>> BEGIN LISTED ENTRIES
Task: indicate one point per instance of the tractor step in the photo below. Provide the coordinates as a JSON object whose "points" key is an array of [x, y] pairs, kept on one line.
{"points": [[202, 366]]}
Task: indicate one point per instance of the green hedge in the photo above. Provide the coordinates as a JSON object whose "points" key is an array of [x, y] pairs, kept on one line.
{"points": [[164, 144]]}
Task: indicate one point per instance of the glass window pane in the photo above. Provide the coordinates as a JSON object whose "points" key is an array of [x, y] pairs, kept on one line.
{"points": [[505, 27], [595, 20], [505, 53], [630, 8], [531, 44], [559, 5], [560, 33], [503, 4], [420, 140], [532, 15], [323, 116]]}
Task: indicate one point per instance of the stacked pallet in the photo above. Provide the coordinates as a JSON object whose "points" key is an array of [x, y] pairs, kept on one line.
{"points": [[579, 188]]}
>> END LISTED ENTRIES
EXERCISE BRIEF - Render the data as a JSON list of strings, one string per line, starting at the line that contains "Task: indicate one point per instance of the glass" and ending at the last line of the data. Leave out any blank lines.

REPLY -
[
  "Task: indicate one point per instance of the glass window pane in the photo above. Provide the coordinates as a JSON object whose \"points\" key is an array of [x, y] pairs, kept on one line.",
  "{\"points\": [[505, 27], [595, 20], [505, 53], [630, 8], [531, 44], [559, 5], [560, 33], [503, 4], [420, 140], [532, 15], [323, 116]]}",
  "Task: indicate one point per instance of the stacked pallet in the photo above. Provide the coordinates as a JSON object whose \"points\" key is an array of [x, y] pairs, kept on one line.",
  "{\"points\": [[579, 188]]}"
]